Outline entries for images

◆ ◆ ◆

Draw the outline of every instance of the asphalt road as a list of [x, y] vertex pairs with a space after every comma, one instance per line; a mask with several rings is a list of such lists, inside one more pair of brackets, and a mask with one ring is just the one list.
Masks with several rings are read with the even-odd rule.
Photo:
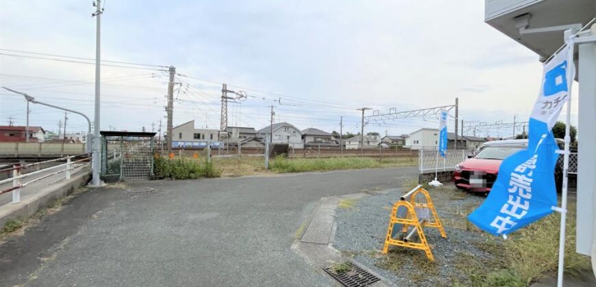
[[0, 285], [329, 286], [290, 247], [322, 197], [399, 186], [414, 167], [129, 184], [81, 193], [0, 245]]

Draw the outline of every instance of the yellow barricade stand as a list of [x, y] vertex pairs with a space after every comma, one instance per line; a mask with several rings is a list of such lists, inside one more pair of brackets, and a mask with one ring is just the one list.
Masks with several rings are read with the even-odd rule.
[[[424, 202], [420, 202], [417, 200], [419, 194], [424, 196], [425, 199]], [[425, 213], [421, 213], [423, 214], [419, 216], [416, 212], [417, 208]], [[401, 226], [401, 233], [397, 230], [394, 232], [394, 228], [396, 227], [397, 229], [399, 228], [399, 226], [395, 226], [395, 224]], [[436, 210], [434, 209], [434, 205], [432, 204], [428, 191], [423, 189], [421, 185], [419, 185], [393, 204], [383, 253], [387, 254], [389, 251], [389, 245], [401, 246], [423, 250], [429, 260], [434, 261], [430, 246], [424, 235], [423, 229], [424, 227], [437, 228], [440, 232], [441, 237], [447, 238], [445, 229], [440, 223]], [[414, 232], [418, 235], [419, 242], [410, 241]]]

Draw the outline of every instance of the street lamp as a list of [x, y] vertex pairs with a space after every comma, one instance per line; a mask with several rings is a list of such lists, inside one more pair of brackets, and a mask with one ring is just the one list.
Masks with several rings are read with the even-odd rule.
[[[63, 107], [61, 107], [55, 106], [55, 105], [53, 105], [48, 104], [48, 103], [46, 103], [46, 102], [40, 102], [40, 101], [36, 100], [35, 98], [34, 98], [34, 97], [32, 97], [32, 96], [29, 96], [29, 95], [28, 95], [28, 94], [25, 94], [25, 93], [23, 93], [23, 92], [22, 92], [15, 91], [15, 90], [14, 90], [9, 89], [9, 88], [6, 87], [3, 87], [3, 89], [8, 90], [9, 90], [9, 91], [10, 91], [10, 92], [12, 92], [13, 93], [16, 93], [16, 94], [21, 94], [21, 95], [24, 96], [25, 96], [25, 99], [27, 100], [27, 102], [33, 102], [34, 104], [40, 104], [40, 105], [45, 105], [45, 106], [51, 107], [53, 107], [53, 108], [55, 108], [55, 109], [61, 109], [61, 110], [62, 110], [62, 111], [69, 111], [69, 112], [73, 113], [77, 113], [77, 114], [79, 114], [79, 115], [82, 115], [83, 118], [85, 118], [85, 120], [87, 120], [87, 124], [88, 124], [88, 126], [89, 126], [88, 129], [88, 131], [87, 131], [87, 143], [86, 143], [87, 144], [86, 144], [86, 151], [87, 151], [87, 153], [89, 153], [89, 152], [92, 152], [92, 148], [91, 148], [91, 147], [93, 146], [93, 142], [94, 142], [95, 140], [98, 140], [98, 139], [94, 139], [94, 138], [93, 138], [93, 135], [92, 135], [92, 134], [91, 133], [91, 121], [89, 120], [89, 118], [88, 118], [86, 115], [85, 115], [85, 114], [84, 114], [83, 113], [81, 113], [81, 112], [77, 111], [73, 111], [73, 110], [72, 110], [72, 109], [69, 109], [63, 108]], [[98, 155], [97, 155], [97, 159], [99, 159], [99, 150], [92, 150], [92, 152], [93, 152], [94, 154], [96, 153], [96, 152], [98, 152]], [[96, 168], [99, 169], [99, 165], [92, 165], [92, 169], [93, 169], [93, 174], [94, 174], [94, 175], [95, 175], [95, 174], [99, 174], [99, 170], [97, 170], [97, 171], [95, 170], [95, 169], [96, 169]], [[97, 173], [96, 173], [96, 172], [97, 172]], [[99, 180], [98, 180], [98, 181], [99, 181]], [[101, 183], [100, 183], [100, 184], [101, 184]]]

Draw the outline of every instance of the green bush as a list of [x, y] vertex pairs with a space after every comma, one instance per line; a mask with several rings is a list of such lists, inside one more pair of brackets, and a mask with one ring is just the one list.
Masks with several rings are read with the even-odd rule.
[[216, 178], [221, 174], [213, 163], [193, 159], [156, 157], [153, 171], [158, 178], [175, 180]]
[[302, 172], [378, 167], [380, 166], [381, 166], [381, 163], [376, 159], [371, 158], [342, 157], [289, 159], [284, 154], [280, 154], [273, 161], [271, 167], [275, 172]]

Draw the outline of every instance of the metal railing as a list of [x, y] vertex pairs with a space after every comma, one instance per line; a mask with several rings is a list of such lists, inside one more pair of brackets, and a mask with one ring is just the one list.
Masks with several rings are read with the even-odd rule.
[[[62, 157], [60, 159], [51, 159], [51, 160], [45, 161], [40, 161], [38, 163], [31, 163], [31, 164], [25, 165], [22, 165], [18, 164], [18, 163], [15, 163], [13, 165], [12, 167], [1, 169], [1, 170], [0, 170], [0, 172], [12, 172], [12, 177], [5, 179], [5, 180], [0, 180], [0, 184], [12, 182], [12, 187], [7, 188], [7, 189], [4, 189], [3, 190], [0, 190], [0, 195], [12, 191], [12, 203], [18, 203], [18, 202], [21, 202], [21, 190], [31, 183], [41, 180], [44, 178], [47, 178], [50, 176], [56, 175], [56, 174], [60, 174], [62, 172], [65, 173], [65, 176], [64, 176], [65, 179], [67, 179], [67, 180], [70, 179], [71, 178], [71, 171], [73, 169], [77, 168], [77, 167], [80, 167], [83, 165], [89, 164], [90, 163], [90, 161], [89, 161], [88, 163], [75, 165], [75, 163], [79, 163], [79, 162], [84, 161], [89, 161], [90, 159], [88, 156], [83, 158], [83, 159], [78, 159], [78, 160], [76, 160], [74, 161], [73, 161], [71, 159], [73, 158], [76, 158], [76, 157], [81, 156], [83, 155], [86, 155], [86, 154], [82, 154], [73, 155], [73, 156], [64, 156], [64, 157]], [[44, 168], [42, 169], [38, 169], [38, 170], [36, 170], [35, 172], [29, 172], [27, 174], [22, 174], [22, 172], [23, 169], [26, 169], [27, 168], [32, 168], [36, 165], [42, 165], [44, 163], [48, 163], [64, 161], [64, 160], [66, 161], [66, 163], [63, 163], [63, 164], [58, 165], [54, 165], [54, 166], [46, 167], [46, 168]], [[41, 174], [42, 172], [46, 172], [49, 170], [55, 169], [58, 169], [59, 167], [64, 167], [64, 169], [60, 169], [60, 170], [55, 172], [51, 172], [48, 174], [43, 175], [42, 176], [34, 178], [34, 179], [29, 180], [28, 182], [23, 182], [23, 179], [29, 178], [29, 177], [34, 176], [34, 175], [36, 175], [36, 174]]]
[[440, 156], [436, 150], [418, 151], [418, 169], [421, 174], [448, 172], [455, 169], [456, 165], [464, 161], [472, 150], [447, 150], [445, 157]]

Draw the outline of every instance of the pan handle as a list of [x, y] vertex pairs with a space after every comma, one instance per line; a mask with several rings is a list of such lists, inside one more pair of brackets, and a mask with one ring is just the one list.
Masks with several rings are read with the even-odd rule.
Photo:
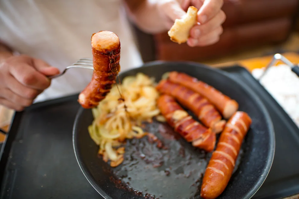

◆ ◆ ◆

### WORK REQUIRED
Lay out every line of the rows above as a numbered list, skipping blank lines and leaving out the pictures.

### COMPLETED TASK
1. Draw the outline of every instance of the asphalt road as a list of [x, y] vertex pairs with a space after every comma, one instance per line; a mask with several rings is a list of such lists, inside one more pair of brackets, and a mask with one ring is just the one list.
2. Masks with several rings are read with the even-odd rule.
3. Photo:
4. [[0, 285], [329, 286], [290, 247], [322, 197], [399, 186], [414, 167], [129, 184], [81, 193], [0, 245]]
5. Draw the outline of every instance of the yellow barricade stand as a list of [x, y] vertex pairs with a space after every comma, one instance per line; a mask with several rings is a list of such lists, inside one more pair of brackets, and a mask with one ring is just the one list.
6. Masks with several rings are read with the even-odd rule.
7. [[[424, 202], [420, 202], [417, 200], [419, 194], [424, 196], [425, 199]], [[425, 213], [421, 213], [423, 214], [419, 216], [416, 212], [417, 208]], [[401, 226], [401, 233], [397, 230], [394, 232], [394, 228], [396, 227], [397, 229], [399, 228], [399, 226], [395, 226], [395, 224]], [[436, 210], [434, 209], [434, 205], [432, 204], [428, 191], [423, 189], [421, 185], [419, 185], [393, 204], [383, 253], [387, 254], [389, 251], [389, 245], [401, 246], [423, 250], [429, 260], [434, 261], [430, 246], [424, 235], [423, 229], [424, 227], [437, 228], [440, 232], [441, 237], [447, 238], [445, 229], [440, 223]], [[414, 232], [418, 235], [419, 242], [410, 241]]]
8. Draw the outline of every instance of the street lamp as a list of [x, y] vertex pairs with a space after every comma, one instance per line; a mask with several rings is a list of such lists, inside one more pair of brackets, and a mask with one ring is just the one list.
9. Masks with several rings are read with the even-odd rule.
10. [[[63, 107], [61, 107], [55, 106], [55, 105], [53, 105], [48, 104], [48, 103], [46, 103], [46, 102], [40, 102], [40, 101], [36, 100], [35, 98], [34, 98], [34, 97], [32, 97], [32, 96], [29, 96], [29, 95], [28, 95], [28, 94], [25, 94], [25, 93], [23, 93], [23, 92], [22, 92], [15, 91], [15, 90], [14, 90], [9, 89], [9, 88], [6, 87], [3, 87], [3, 89], [8, 90], [9, 90], [9, 91], [10, 91], [10, 92], [12, 92], [13, 93], [16, 93], [16, 94], [21, 94], [21, 95], [24, 96], [25, 96], [25, 99], [27, 100], [27, 102], [33, 102], [34, 104], [40, 104], [40, 105], [45, 105], [45, 106], [51, 107], [53, 107], [53, 108], [55, 108], [55, 109], [61, 109], [61, 110], [62, 110], [62, 111], [69, 111], [69, 112], [73, 113], [77, 113], [77, 114], [79, 114], [79, 115], [82, 115], [83, 118], [85, 118], [85, 120], [87, 120], [87, 124], [88, 124], [88, 126], [89, 126], [88, 129], [88, 131], [87, 131], [87, 143], [86, 143], [87, 144], [86, 144], [86, 151], [87, 151], [87, 153], [89, 153], [89, 152], [92, 152], [92, 148], [91, 148], [91, 147], [93, 146], [93, 142], [94, 142], [95, 140], [98, 140], [98, 139], [94, 139], [94, 138], [93, 138], [93, 135], [92, 135], [92, 134], [91, 133], [91, 121], [89, 120], [89, 118], [88, 118], [86, 115], [85, 115], [85, 114], [84, 114], [83, 113], [81, 113], [81, 112], [77, 111], [73, 111], [73, 110], [72, 110], [72, 109], [69, 109], [63, 108]], [[98, 155], [97, 155], [97, 159], [99, 159], [99, 150], [92, 150], [92, 152], [93, 152], [94, 154], [96, 153], [96, 152], [98, 152]], [[96, 168], [99, 169], [99, 165], [92, 165], [92, 169], [93, 169], [93, 174], [94, 174], [94, 175], [95, 175], [95, 174], [99, 174], [99, 170], [97, 170], [97, 171], [95, 170], [95, 169], [96, 169]], [[97, 173], [96, 173], [96, 172], [97, 172]], [[99, 180], [98, 180], [98, 181], [99, 181]], [[101, 183], [100, 183], [100, 184], [101, 184]]]
11. Draw the outline of every instance of the green bush as a list of [x, y] vertex pairs with a space after every comma, one instance per line; a mask with several rings is a list of such lists, inside one more pair of brackets, and a mask with one ring is just the one list.
12. Masks with several rings are read with the even-odd rule.
13. [[216, 178], [221, 174], [213, 163], [193, 159], [156, 157], [153, 171], [158, 178], [175, 180]]
14. [[302, 172], [378, 167], [380, 166], [381, 166], [381, 163], [376, 159], [371, 158], [342, 157], [289, 159], [284, 154], [280, 154], [273, 161], [271, 167], [275, 172]]
15. Draw the outline of every instance of the metal railing as a list of [x, y] vertex pairs with a space after every comma, one instance per line; a mask with several rings is a list of such lists, inside one more pair of brackets, and a mask with one ring is just the one list.
16. Masks with several rings are read with the even-odd rule.
17. [[[62, 157], [60, 159], [51, 159], [51, 160], [45, 161], [40, 161], [38, 163], [31, 163], [31, 164], [25, 165], [22, 165], [18, 164], [18, 163], [15, 163], [13, 165], [12, 167], [1, 169], [1, 170], [0, 170], [0, 172], [12, 172], [12, 177], [5, 179], [5, 180], [0, 180], [0, 184], [12, 182], [12, 187], [7, 188], [7, 189], [4, 189], [3, 190], [0, 190], [0, 195], [12, 191], [12, 203], [18, 203], [18, 202], [21, 202], [21, 190], [31, 183], [41, 180], [44, 178], [47, 178], [50, 176], [56, 175], [56, 174], [60, 174], [62, 172], [65, 173], [65, 176], [64, 176], [65, 179], [67, 179], [67, 180], [70, 179], [71, 178], [71, 171], [73, 169], [77, 168], [77, 167], [80, 167], [83, 165], [89, 164], [90, 163], [90, 161], [89, 161], [88, 163], [75, 165], [75, 163], [79, 163], [79, 162], [84, 161], [89, 161], [90, 159], [88, 156], [83, 158], [83, 159], [78, 159], [78, 160], [76, 160], [74, 161], [73, 161], [71, 159], [73, 158], [76, 158], [76, 157], [81, 156], [83, 155], [86, 155], [86, 154], [82, 154], [73, 155], [73, 156], [64, 156], [64, 157]], [[44, 168], [42, 169], [38, 169], [38, 170], [36, 170], [35, 172], [29, 172], [27, 174], [22, 174], [22, 172], [23, 169], [26, 169], [27, 168], [32, 168], [36, 165], [42, 165], [44, 163], [48, 163], [64, 161], [64, 160], [66, 161], [66, 163], [63, 163], [63, 164], [58, 165], [54, 165], [54, 166], [46, 167], [46, 168]], [[41, 174], [42, 172], [46, 172], [49, 170], [55, 169], [58, 169], [59, 167], [64, 167], [64, 169], [60, 169], [60, 170], [55, 172], [51, 172], [48, 174], [43, 175], [42, 176], [34, 178], [34, 179], [29, 180], [28, 182], [23, 182], [23, 179], [29, 178], [29, 177], [34, 176], [34, 175], [36, 175], [36, 174]]]
18. [[440, 156], [436, 150], [418, 151], [418, 169], [421, 174], [448, 172], [455, 169], [456, 165], [464, 161], [472, 150], [447, 150], [445, 157]]
19. Draw the outline of every instance of the pan handle as a list of [x, y] vertex pairs with a space after every comma, one instance per line; a mask with several rings is a list of such lists, inside one more pair of brackets, and a mask with one ring is just the one list.
20. Masks with several rings are read with the even-odd rule.
21. Photo:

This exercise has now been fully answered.